Enunciado –
Retome o texto sobre as parcerias público-privadas e o papel do Banco Espírito Santo e continue-o a partir da sua última frase.

Texto de origem –
Os grandes construtores nacionais perceberam a estratégia e posicionaram-se de forma adequada. Estas empresas (principais financiadores dos partidos)  são grandes empregadoras de mão-de-obra, geram um efeito multiplicador junto de subempreiteiros e no local onde se fazem os trabalhos, e possuem elevados volume de negócios. Contudo, não têm capacidade financeira para efectuar esses investimentos relacionados com as PPP e estão sempre dependentes da Banca. Por isso, quando se deu início à política das PPP, a Banca Portuguesa surgiu à tona e, nomeadamente, o papel do Banco Espírito Santo tornou-se hegemónico. Pela sua forma de actuar, pela sua hábil capacidade de gerar uma teia de contactos políticos, económicos e financeiros, controlando, na prática, as lideranças dos partidos do Arco da Governação (PS e PSD) mas também de alguns dos sectores influentes dos outros partidos menores, pela sua inteligente estratégia de se apoiar em grupos económicos e em pequenos bancos emergentes, pela forma como decapitou o seu rival directo (o BCP actual Millenium), o chefe do BES, Ricardo Salgado, rapidamente se assumiu como o verdadeiro Primo-Ministro Económico de Portugal. E daí que ele se tenha de facto tornado no líder económico e financeiro de Portugal nas últimas décadas, imprimindo a sua estratégia na maioria dos grandes projectos nacionais.

Conteúdo dos dados –
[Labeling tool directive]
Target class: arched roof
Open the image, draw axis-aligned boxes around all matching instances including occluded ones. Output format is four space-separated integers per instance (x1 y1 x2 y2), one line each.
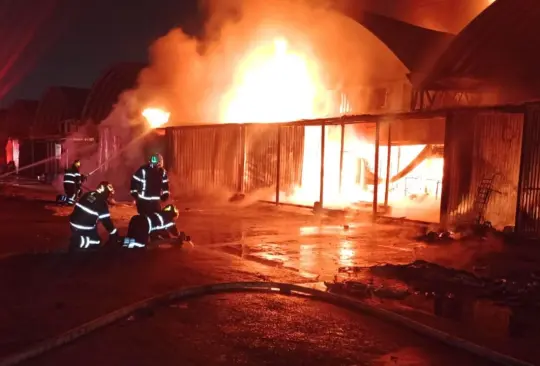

Resposta –
Por meio destas PPP, os grandes construtores portugueses e a Banca portuguesa auto-financiaram-se com base no dinheiro que provinha do próprio Estado. Ora, como a Banca Portuguesa também não tem dinheiro, teve de recorrer à Banca Internacional para se prover de fundos para fazer as obras, e esta exigia o aval ou garantia do Estado Português para estas várias operações financeiras. Deste modo, o Estado português foi-se endividando sistemática e progressivamente, tal como um empresário medíocre e incompetente, que não sabe gerir o seu negócio empresarial, o vê afundar-se também de modo progressivo e sistemático.

Os Bancos internacionais mais importantes, a que a Banca portuguesa recorreu, estavam localizados nos países europeus mais industrializados e que controlam a União Europeia e o Euro, nomeadamente na Alemanha e na França.  Por isso, esses Governos que dominam a Europa passaram a promover uma mera política de "colonialismo financeiro", tratando os países que pediam os tais "empréstimos bancários" como seus reles servidores. E tal como qualquer agiota, a sua estratégia política consistiu em defender arduamente os partidos e os governos desses países dependentes que ajudassem a promover esse mesmo colonialismo. Aliás, este "dinheiro emprestado" passou a representar uma das principais fontes de rendimento desses novos países colonizadores do Sul da Europa... Em abono da verdade, deve referir-se que muitos dos bancos envolvidos estão associados no chamado EuroGrupo (uma cabeça que domina a Europa e que só é controlada pelo poder financeiro e que funciona como uma hidra de numerosos contactos financeiros internacionais).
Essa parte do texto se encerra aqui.